*EXERCISE DIRECTIONS*
Return each line of the listing below that contains the word "small".

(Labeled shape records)
● ● ● ●

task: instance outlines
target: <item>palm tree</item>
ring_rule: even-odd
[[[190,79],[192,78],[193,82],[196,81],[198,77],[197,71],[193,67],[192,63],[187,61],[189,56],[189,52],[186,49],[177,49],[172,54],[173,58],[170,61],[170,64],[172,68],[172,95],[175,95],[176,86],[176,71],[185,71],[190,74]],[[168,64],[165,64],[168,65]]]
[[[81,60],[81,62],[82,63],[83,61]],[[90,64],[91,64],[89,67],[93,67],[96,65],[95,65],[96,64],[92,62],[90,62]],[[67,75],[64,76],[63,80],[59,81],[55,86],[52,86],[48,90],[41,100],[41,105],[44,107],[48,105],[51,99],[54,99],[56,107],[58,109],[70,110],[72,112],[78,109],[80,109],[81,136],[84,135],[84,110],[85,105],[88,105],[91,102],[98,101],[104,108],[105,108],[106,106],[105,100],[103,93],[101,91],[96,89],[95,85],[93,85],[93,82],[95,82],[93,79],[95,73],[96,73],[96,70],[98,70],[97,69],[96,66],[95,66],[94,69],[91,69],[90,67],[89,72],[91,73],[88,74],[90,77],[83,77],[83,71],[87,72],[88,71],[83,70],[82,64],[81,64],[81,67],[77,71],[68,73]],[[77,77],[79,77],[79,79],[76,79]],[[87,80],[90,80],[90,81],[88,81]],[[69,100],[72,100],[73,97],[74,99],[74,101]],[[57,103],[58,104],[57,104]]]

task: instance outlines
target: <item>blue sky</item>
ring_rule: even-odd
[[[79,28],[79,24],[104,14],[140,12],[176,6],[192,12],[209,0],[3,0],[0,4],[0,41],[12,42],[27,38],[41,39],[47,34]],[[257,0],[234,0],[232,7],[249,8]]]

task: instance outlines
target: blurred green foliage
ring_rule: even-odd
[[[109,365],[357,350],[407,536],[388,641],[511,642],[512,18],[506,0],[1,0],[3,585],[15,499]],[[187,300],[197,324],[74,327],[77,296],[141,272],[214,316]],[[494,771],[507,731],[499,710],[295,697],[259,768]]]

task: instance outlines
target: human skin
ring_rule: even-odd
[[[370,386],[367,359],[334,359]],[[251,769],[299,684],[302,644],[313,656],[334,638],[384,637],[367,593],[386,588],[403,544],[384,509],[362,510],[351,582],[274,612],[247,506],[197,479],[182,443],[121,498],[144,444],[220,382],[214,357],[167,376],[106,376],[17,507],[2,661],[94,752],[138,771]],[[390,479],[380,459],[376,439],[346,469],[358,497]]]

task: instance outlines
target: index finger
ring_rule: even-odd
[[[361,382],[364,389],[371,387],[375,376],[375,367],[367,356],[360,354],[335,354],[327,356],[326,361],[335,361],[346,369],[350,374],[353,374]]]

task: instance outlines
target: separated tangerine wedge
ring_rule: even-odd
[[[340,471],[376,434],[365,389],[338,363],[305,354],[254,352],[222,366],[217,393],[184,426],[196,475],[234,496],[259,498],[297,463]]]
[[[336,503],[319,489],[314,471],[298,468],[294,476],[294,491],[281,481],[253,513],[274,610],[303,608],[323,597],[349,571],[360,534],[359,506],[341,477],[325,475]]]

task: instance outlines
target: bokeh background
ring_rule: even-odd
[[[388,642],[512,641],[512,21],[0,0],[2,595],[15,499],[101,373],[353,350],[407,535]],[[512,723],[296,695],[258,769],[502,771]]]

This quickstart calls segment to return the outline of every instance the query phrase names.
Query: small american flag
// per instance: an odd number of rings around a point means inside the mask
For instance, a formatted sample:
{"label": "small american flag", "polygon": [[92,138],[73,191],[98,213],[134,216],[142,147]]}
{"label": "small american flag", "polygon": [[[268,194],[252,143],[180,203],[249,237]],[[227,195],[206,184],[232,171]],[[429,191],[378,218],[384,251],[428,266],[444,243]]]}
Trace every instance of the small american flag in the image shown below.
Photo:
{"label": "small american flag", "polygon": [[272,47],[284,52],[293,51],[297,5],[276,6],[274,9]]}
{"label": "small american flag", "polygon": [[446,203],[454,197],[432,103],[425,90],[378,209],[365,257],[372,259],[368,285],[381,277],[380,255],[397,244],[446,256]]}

● ● ● ●

*SOLUTION FOR THIS PROBLEM*
Query: small american flag
{"label": "small american flag", "polygon": [[92,138],[73,191],[98,213],[134,216],[142,147]]}
{"label": "small american flag", "polygon": [[[268,194],[252,143],[180,203],[249,237]],[[227,195],[206,184],[232,171]],[[429,191],[378,218],[384,251],[428,266],[444,243]]]}
Trace every instance of the small american flag in the image shown below.
{"label": "small american flag", "polygon": [[272,47],[284,52],[293,51],[297,5],[276,6],[274,9]]}
{"label": "small american flag", "polygon": [[446,203],[454,197],[432,103],[425,90],[378,209],[365,257],[372,259],[368,285],[381,277],[380,255],[397,244],[446,256]]}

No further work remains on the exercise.